Reproduce the following records verbatim, without changing any line.

[Coordinate annotation entries]
** START **

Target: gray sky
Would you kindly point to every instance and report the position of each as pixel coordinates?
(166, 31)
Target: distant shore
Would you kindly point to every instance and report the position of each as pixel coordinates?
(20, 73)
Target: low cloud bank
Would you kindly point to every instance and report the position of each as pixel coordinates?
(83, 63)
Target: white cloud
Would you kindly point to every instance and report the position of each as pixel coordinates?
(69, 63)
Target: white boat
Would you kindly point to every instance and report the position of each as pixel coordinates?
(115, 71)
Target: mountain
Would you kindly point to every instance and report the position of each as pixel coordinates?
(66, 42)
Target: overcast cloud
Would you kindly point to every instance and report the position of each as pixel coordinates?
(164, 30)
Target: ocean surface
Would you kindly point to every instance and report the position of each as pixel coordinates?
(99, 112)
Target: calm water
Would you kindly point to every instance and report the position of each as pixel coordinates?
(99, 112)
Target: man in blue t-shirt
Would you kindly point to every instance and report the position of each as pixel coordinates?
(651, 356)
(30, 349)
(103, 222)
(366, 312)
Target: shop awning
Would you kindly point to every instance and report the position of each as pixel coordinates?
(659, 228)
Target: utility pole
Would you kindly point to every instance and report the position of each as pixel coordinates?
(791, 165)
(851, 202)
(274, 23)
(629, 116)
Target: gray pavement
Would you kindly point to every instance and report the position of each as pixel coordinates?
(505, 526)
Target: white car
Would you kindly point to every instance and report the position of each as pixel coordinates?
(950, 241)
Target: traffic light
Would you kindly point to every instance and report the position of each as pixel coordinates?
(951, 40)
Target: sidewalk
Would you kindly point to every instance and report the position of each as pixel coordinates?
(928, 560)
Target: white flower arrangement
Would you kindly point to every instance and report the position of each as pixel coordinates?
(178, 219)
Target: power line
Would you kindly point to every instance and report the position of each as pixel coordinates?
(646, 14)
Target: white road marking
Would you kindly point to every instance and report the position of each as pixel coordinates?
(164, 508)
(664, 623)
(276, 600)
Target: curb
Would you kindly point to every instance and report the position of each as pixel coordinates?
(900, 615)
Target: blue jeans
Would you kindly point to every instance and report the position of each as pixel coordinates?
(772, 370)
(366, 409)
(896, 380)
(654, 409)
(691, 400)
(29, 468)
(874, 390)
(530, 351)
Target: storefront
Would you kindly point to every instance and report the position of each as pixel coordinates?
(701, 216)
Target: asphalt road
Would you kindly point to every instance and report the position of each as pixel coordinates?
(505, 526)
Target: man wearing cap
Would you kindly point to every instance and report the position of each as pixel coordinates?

** END **

**Correct output:**
Target: gray sky
Would you kindly point to every instance and report the position of each as pixel coordinates?
(166, 31)
Target: distant shore
Would you kindly point to every instance and report the position of each as pixel coordinates?
(20, 73)
Target: low cloud bank
Would you kindly point to every instance and report the position of each as pixel coordinates?
(83, 63)
Target: white cloud
Would you kindly point to every instance and report the position of each as pixel coordinates?
(69, 63)
Target: white boat
Would you kindly point to every instance and report the position of each as pixel coordinates?
(115, 71)
Target: mountain
Would you kindly point to every instance and report the position of each as pixel coordinates?
(66, 42)
Target: overcast cloud
Would you kindly point to every instance and report the position of each as pixel coordinates?
(164, 30)
Target: ocean surface
Would you kindly point to every instance and report the position of each as pixel coordinates?
(99, 112)
Target: calm water
Would you kindly point to every instance and report the position of each as pixel coordinates?
(99, 112)
Target: man in blue t-shirt
Would you kindly point to every instance and report the position of each as pixel coordinates?
(651, 356)
(30, 349)
(103, 222)
(366, 312)
Target: shop awning
Would you kindly point to every instance and report the position of each as pixel coordinates?
(659, 228)
Target: utility pole
Would you kindly point to every instance and report the position of each as pixel coordinates?
(791, 165)
(851, 202)
(274, 23)
(629, 116)
Target: gray pavement
Would you kindly point to every instance and report the position of each as pixel coordinates?
(505, 526)
Target: white car
Would you kindly point to every instance and report the position of each as pixel coordinates?
(950, 241)
Target: traffic light
Would you kindly point to every instance and report the position of each as pixel coordinates?
(951, 40)
Target: sidewalk
Would you kindly point to every instance and report the position of each as pixel coordinates?
(928, 560)
Target: white flower arrangement
Would you kindly point to every instance and report the position of each as pixel coordinates?
(178, 219)
Target: power line
Would you kindly point to every instance and report the position of each as pixel coordinates?
(646, 14)
Target: white road marking
Would you kindly point to every instance and report the position of each as pixel coordinates?
(164, 508)
(664, 623)
(276, 600)
Target: curb
Would you kindly point to every instance and report the position of each as pixel coordinates?
(900, 615)
Target: blue jeans
Would you kindly point to every instance and report the position of each as pixel coordinates?
(772, 370)
(366, 409)
(896, 380)
(654, 409)
(691, 400)
(29, 468)
(874, 390)
(530, 351)
Target: storefront
Would you kindly point to every instance and report the position of each as pixel coordinates?
(701, 216)
Target: asphalt road
Would you kindly point to every instance and report the position of each as pixel coordinates?
(505, 526)
Target: man wearing cap
Would you kindly point to every instance and report the position of each as pixel coordinates?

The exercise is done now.